#### SOURCE PASSAGE:
<<<<

50,000 visas for foreign nurses! Is this really a good thing for us Americans? - page 9

I just read about these new immigration laws passed in the senate and I'm wondering what the changes will mean for us Americans as far as finding and keeping a job goes. I don't have anything... Read More

  1. by   Tweety
    Quote from jeriz
    When we think of what is good for our patient, we cross between boundaries. The shortage of nurses is a big concern. I don't think there is a cause for concern as 50,000 is not enough to address the shortage. If Americans are threatened by the presence of foreign nurses, i think they can work hand in hand to improve patient care.

    I'm glad you're so concerned about our shortage and the care our patients get. Here I was thinking all along it was about coming over for a better life and money for yourself and your family.

    (I'm not threatened. And gladly work hand-in-hand with my coworkers of all nationalities to improve patient care.)

>>>>

Answer these questions using the forum thread on visas for foreign nurses:
(a) How many visas for foreign nurses does the thread's title mention?
(b) According to the opening post, where were the new immigration laws passed?
(c) Whose words does Tweety quote?
The records that come next have no connection to the text above.

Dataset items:

<<<<

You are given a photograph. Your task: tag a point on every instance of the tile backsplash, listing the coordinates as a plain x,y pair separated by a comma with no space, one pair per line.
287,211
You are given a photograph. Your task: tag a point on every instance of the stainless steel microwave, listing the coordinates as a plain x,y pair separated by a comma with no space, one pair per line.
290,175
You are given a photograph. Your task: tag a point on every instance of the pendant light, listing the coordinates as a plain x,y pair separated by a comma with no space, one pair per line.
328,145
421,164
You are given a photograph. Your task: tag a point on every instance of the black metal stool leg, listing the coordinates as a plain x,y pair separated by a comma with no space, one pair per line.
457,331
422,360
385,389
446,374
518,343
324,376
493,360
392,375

>>>>

#### THE COMPLETED TASK:
(a) 50,000
(b) In the senate
(c) jeriz